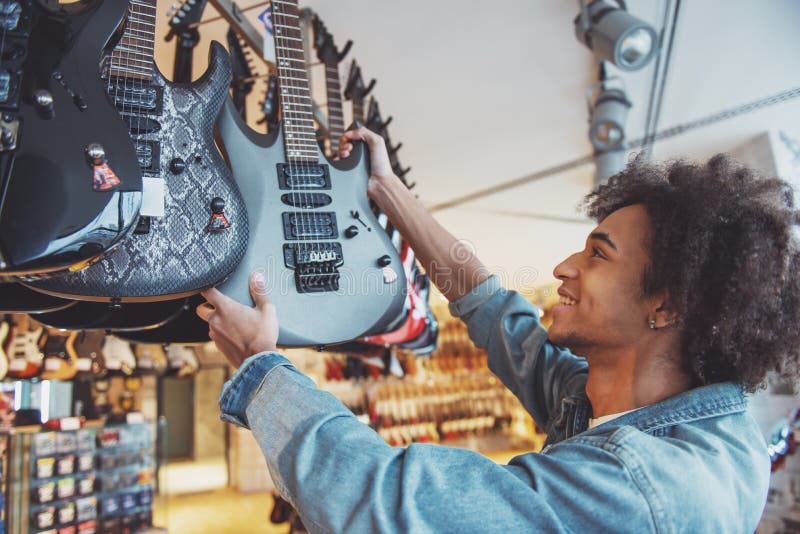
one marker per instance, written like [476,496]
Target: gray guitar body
[178,255]
[368,297]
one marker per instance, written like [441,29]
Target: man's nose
[566,269]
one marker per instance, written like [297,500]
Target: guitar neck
[335,112]
[299,132]
[133,56]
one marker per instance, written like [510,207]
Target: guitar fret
[296,102]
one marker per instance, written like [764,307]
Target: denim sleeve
[342,477]
[505,324]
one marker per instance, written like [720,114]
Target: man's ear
[662,314]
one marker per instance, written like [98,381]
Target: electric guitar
[118,356]
[202,234]
[150,359]
[270,105]
[183,362]
[60,362]
[185,329]
[183,23]
[356,91]
[410,322]
[102,316]
[88,351]
[16,298]
[330,269]
[70,185]
[242,81]
[24,352]
[330,56]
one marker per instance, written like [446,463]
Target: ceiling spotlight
[608,114]
[615,35]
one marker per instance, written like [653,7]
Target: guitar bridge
[316,265]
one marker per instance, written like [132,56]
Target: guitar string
[288,64]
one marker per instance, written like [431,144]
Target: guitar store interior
[153,454]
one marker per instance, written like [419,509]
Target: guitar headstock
[356,91]
[185,17]
[326,48]
[241,59]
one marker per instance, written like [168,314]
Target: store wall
[209,430]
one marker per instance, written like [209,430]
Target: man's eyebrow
[602,236]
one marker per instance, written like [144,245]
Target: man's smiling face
[601,301]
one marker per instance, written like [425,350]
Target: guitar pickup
[148,153]
[308,201]
[316,265]
[129,97]
[303,176]
[300,225]
[139,125]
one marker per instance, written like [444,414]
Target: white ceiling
[486,92]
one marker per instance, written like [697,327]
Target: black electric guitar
[16,298]
[330,269]
[356,91]
[185,329]
[377,124]
[102,316]
[270,106]
[202,234]
[242,81]
[70,184]
[330,56]
[183,24]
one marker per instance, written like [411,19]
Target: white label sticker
[153,197]
[70,423]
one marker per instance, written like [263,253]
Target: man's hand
[380,167]
[240,331]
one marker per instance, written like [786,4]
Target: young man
[683,298]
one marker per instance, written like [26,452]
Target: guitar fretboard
[298,118]
[335,113]
[133,56]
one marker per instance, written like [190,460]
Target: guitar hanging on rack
[242,81]
[16,298]
[202,233]
[70,185]
[25,358]
[329,268]
[183,24]
[270,105]
[60,362]
[357,92]
[331,57]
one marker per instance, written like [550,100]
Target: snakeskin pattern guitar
[329,268]
[203,233]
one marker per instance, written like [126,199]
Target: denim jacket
[695,462]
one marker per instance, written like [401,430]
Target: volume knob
[177,166]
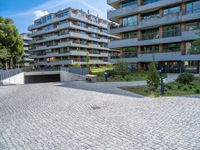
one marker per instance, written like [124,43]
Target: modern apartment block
[26,58]
[68,37]
[164,30]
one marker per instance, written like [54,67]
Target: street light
[162,87]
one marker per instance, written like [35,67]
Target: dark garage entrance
[42,78]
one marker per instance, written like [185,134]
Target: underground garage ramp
[41,78]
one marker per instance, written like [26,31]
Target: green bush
[128,77]
[185,78]
[77,65]
[153,77]
[168,87]
[197,91]
[111,73]
[122,68]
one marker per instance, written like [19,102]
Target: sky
[23,12]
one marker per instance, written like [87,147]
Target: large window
[148,16]
[129,3]
[172,30]
[150,49]
[192,26]
[129,35]
[128,52]
[149,1]
[193,7]
[129,21]
[150,34]
[192,47]
[172,10]
[174,47]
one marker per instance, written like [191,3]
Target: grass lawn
[134,76]
[99,70]
[171,89]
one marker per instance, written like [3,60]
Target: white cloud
[40,13]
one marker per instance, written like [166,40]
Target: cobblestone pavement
[61,116]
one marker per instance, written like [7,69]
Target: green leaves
[11,43]
[153,78]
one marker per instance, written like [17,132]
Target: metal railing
[4,74]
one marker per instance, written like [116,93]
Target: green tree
[196,50]
[87,59]
[122,68]
[11,43]
[153,77]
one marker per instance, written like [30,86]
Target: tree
[196,50]
[87,59]
[153,77]
[11,43]
[122,68]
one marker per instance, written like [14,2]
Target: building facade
[70,36]
[26,60]
[164,30]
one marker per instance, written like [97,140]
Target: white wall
[16,79]
[66,76]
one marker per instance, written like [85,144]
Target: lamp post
[162,87]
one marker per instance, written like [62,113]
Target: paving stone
[79,115]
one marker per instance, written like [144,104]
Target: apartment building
[26,61]
[69,37]
[164,30]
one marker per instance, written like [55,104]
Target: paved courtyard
[79,115]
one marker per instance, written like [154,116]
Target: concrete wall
[16,79]
[66,76]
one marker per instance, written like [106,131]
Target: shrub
[185,78]
[197,91]
[128,78]
[122,68]
[77,65]
[111,73]
[153,77]
[168,87]
[110,66]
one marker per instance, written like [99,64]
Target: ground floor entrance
[173,66]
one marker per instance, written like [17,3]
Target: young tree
[196,50]
[153,77]
[11,43]
[88,60]
[122,68]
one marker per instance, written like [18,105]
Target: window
[128,52]
[150,49]
[172,30]
[171,47]
[193,7]
[129,35]
[192,47]
[145,2]
[150,34]
[129,3]
[62,22]
[150,15]
[172,10]
[192,26]
[129,21]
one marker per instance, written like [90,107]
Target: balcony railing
[172,33]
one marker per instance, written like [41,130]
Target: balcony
[162,56]
[158,4]
[123,43]
[121,11]
[156,21]
[191,35]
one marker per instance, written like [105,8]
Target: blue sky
[23,12]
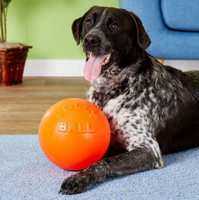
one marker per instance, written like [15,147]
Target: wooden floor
[22,106]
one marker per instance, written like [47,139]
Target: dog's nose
[91,40]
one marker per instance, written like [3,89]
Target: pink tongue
[93,66]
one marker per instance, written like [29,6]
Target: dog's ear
[142,37]
[77,26]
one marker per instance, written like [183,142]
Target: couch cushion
[181,14]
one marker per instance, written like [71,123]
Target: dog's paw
[76,184]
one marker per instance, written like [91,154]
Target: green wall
[46,25]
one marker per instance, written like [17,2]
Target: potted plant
[12,55]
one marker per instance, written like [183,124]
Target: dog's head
[109,36]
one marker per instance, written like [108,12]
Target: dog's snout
[91,40]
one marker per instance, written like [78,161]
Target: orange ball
[74,133]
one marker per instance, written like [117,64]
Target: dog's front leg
[139,159]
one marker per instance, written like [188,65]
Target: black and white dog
[152,109]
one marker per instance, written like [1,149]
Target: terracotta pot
[12,63]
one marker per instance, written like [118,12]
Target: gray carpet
[25,173]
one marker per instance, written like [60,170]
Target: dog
[152,109]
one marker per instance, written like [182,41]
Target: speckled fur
[152,109]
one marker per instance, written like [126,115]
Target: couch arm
[148,11]
[166,43]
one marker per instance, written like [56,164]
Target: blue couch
[172,25]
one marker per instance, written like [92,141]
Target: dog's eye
[89,22]
[114,26]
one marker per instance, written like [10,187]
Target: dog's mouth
[94,64]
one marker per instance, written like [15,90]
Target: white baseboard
[74,68]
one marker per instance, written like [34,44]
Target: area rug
[25,173]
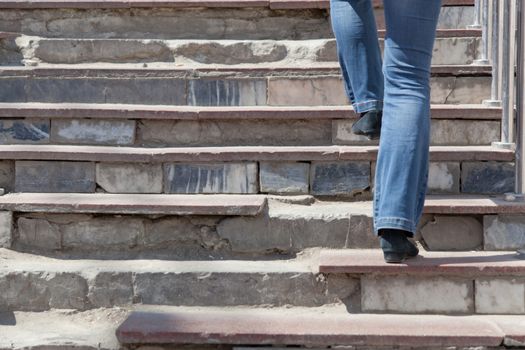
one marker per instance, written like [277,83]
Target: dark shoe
[369,125]
[396,247]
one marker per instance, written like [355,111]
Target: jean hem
[395,223]
[366,106]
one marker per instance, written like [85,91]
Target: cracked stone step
[158,226]
[241,85]
[314,327]
[43,51]
[169,126]
[143,19]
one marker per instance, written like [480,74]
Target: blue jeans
[400,87]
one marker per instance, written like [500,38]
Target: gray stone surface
[129,178]
[54,176]
[460,132]
[24,131]
[487,177]
[306,91]
[500,296]
[38,233]
[226,92]
[110,289]
[281,177]
[6,229]
[291,228]
[339,178]
[210,178]
[410,294]
[234,132]
[504,232]
[93,132]
[7,175]
[453,233]
[102,233]
[302,289]
[170,91]
[443,177]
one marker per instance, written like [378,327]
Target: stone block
[458,132]
[339,178]
[487,177]
[6,229]
[93,132]
[234,132]
[279,177]
[443,177]
[210,178]
[38,233]
[504,232]
[110,289]
[7,175]
[500,296]
[51,176]
[454,233]
[24,131]
[306,91]
[227,92]
[236,288]
[129,178]
[138,90]
[411,294]
[102,233]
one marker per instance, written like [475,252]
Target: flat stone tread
[169,70]
[277,4]
[15,262]
[427,263]
[135,111]
[313,326]
[237,153]
[61,329]
[169,204]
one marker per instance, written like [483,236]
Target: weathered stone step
[155,19]
[61,329]
[345,171]
[41,51]
[172,126]
[241,85]
[143,227]
[312,327]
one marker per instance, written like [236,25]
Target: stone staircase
[181,174]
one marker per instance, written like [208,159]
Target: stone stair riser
[349,179]
[209,24]
[261,132]
[284,229]
[36,50]
[271,91]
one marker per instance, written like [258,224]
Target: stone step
[95,329]
[40,51]
[344,171]
[208,227]
[172,126]
[254,19]
[313,327]
[37,283]
[241,85]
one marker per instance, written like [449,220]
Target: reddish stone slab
[176,204]
[133,111]
[310,328]
[469,264]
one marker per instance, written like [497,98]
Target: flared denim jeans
[400,87]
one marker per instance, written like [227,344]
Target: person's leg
[354,26]
[402,164]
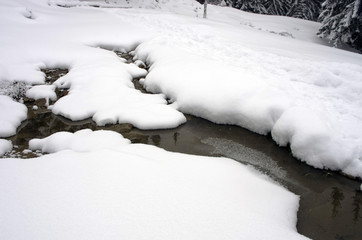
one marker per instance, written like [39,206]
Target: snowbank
[81,40]
[133,191]
[5,146]
[12,114]
[265,73]
[46,92]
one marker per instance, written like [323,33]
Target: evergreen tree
[278,7]
[342,22]
[255,6]
[305,9]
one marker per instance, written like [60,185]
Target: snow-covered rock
[12,114]
[118,190]
[5,146]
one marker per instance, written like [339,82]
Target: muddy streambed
[330,205]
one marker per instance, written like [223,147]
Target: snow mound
[313,105]
[42,91]
[5,146]
[118,190]
[82,141]
[12,114]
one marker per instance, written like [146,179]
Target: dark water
[330,205]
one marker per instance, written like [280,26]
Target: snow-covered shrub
[342,22]
[15,90]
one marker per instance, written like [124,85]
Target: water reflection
[357,202]
[175,137]
[337,197]
[156,139]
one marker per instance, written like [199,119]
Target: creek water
[330,204]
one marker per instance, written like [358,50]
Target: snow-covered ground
[96,185]
[265,73]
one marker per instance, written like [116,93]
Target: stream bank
[330,205]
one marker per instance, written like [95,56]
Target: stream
[330,204]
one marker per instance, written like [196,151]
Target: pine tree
[342,22]
[305,9]
[255,6]
[278,7]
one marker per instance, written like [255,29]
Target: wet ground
[330,206]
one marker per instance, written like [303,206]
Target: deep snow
[265,73]
[96,185]
[268,74]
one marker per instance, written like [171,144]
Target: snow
[5,146]
[264,73]
[42,91]
[12,114]
[118,190]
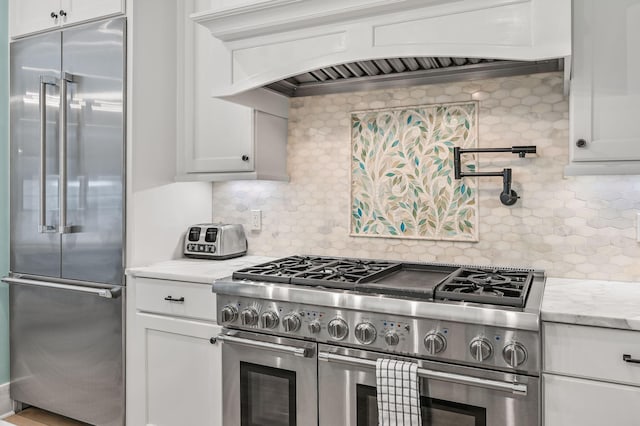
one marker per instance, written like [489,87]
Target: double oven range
[302,335]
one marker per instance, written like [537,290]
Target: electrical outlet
[256,220]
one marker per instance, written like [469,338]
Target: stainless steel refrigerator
[67,125]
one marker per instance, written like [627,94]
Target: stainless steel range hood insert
[403,72]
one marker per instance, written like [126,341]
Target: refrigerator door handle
[65,80]
[107,293]
[42,225]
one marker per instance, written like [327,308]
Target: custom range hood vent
[404,72]
[310,47]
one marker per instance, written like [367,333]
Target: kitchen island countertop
[196,270]
[599,303]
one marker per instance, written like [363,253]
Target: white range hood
[287,44]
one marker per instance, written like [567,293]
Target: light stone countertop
[610,304]
[196,270]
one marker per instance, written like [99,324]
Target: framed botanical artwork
[402,173]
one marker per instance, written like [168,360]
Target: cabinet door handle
[627,358]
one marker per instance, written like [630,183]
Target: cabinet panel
[605,86]
[570,401]
[29,16]
[221,140]
[198,301]
[591,352]
[84,10]
[182,368]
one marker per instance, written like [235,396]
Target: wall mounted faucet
[508,196]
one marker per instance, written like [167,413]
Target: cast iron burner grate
[491,286]
[282,270]
[344,273]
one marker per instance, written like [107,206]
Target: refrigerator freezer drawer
[67,351]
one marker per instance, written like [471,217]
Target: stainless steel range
[307,328]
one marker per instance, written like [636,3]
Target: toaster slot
[211,235]
[194,234]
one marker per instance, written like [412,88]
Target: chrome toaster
[215,241]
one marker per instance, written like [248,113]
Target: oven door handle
[516,388]
[293,350]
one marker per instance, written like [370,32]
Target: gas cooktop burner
[415,281]
[494,286]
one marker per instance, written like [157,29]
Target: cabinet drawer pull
[627,358]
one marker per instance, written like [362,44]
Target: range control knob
[249,316]
[338,329]
[480,348]
[229,314]
[314,327]
[392,338]
[514,354]
[366,333]
[291,322]
[435,342]
[269,320]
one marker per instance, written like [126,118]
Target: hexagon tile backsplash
[574,227]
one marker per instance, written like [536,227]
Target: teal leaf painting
[402,169]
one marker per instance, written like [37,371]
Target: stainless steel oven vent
[403,72]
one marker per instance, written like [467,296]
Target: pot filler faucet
[508,196]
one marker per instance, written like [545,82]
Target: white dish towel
[398,393]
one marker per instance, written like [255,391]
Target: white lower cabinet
[173,370]
[183,383]
[586,379]
[569,401]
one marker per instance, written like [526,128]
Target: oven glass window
[435,412]
[267,396]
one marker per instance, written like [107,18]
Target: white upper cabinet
[86,10]
[605,88]
[29,16]
[33,16]
[218,139]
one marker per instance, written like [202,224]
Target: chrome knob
[392,338]
[481,349]
[249,316]
[229,314]
[338,329]
[514,354]
[366,333]
[269,320]
[314,327]
[435,342]
[291,322]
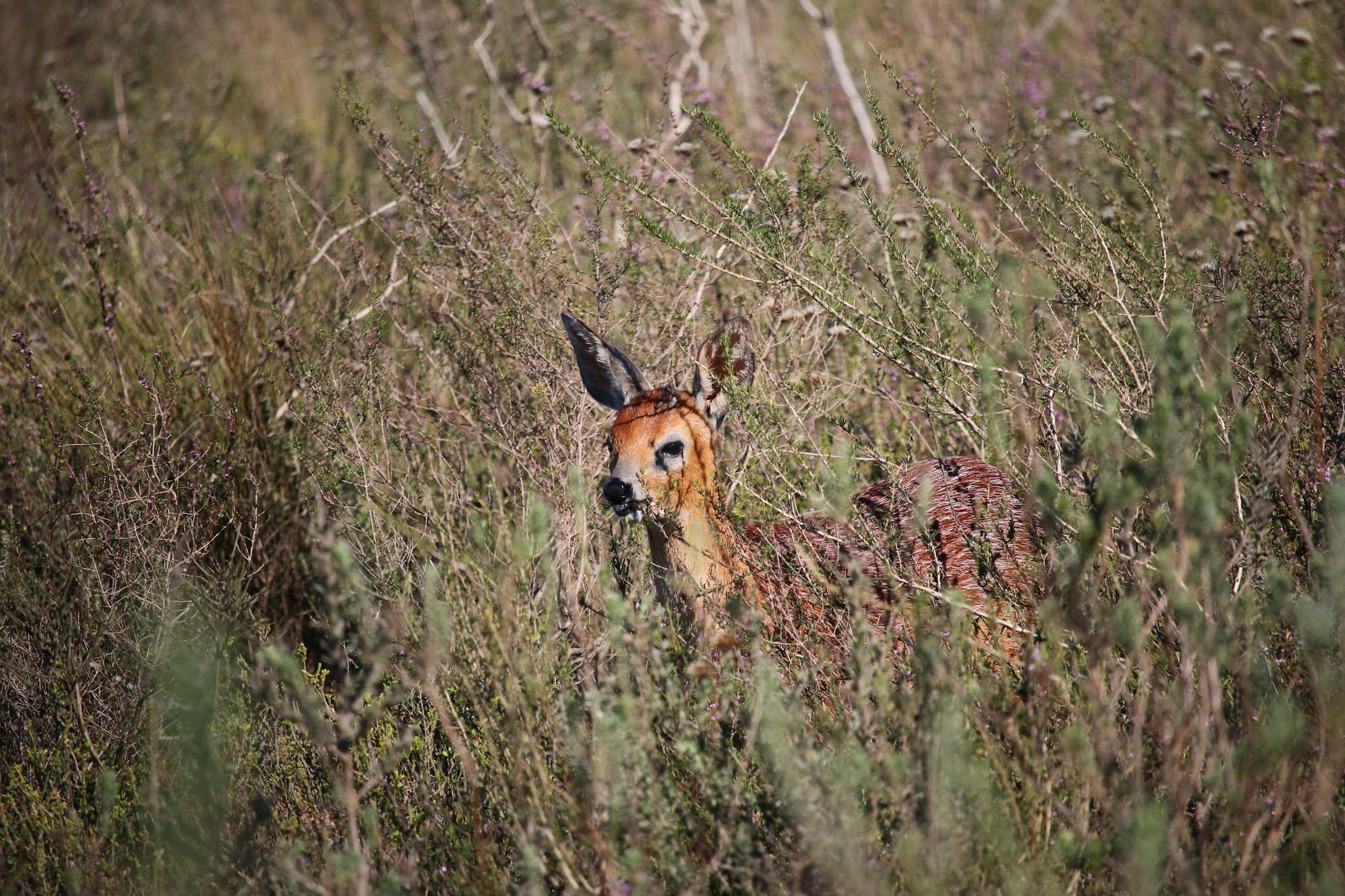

▶ [Goal of the exercise]: Reproduce word for word the material above, starting with the line that has "one marker per instance, written like [277,83]" and stopping after the line that has "one marker per instance, written like [378,327]".

▶ [Final answer]:
one marker per instance, written like [277,83]
Target: dark shoe
[369,125]
[396,247]
one marker per instance, written like [355,111]
Target: jean hem
[395,223]
[366,106]
one marker per instance, written like [85,91]
Target: cracked stone step
[158,226]
[241,85]
[314,327]
[43,51]
[169,126]
[143,19]
one marker per instance, written like [480,74]
Target: blue jeans
[400,87]
one marker per instance, written like [500,38]
Target: gray stone surface
[129,178]
[54,176]
[460,132]
[24,131]
[487,177]
[306,91]
[500,296]
[38,233]
[226,92]
[110,289]
[281,177]
[6,229]
[291,228]
[339,178]
[210,178]
[410,294]
[234,132]
[504,232]
[93,132]
[7,175]
[453,233]
[102,233]
[302,289]
[170,91]
[443,177]
one marker per instance, written like [378,327]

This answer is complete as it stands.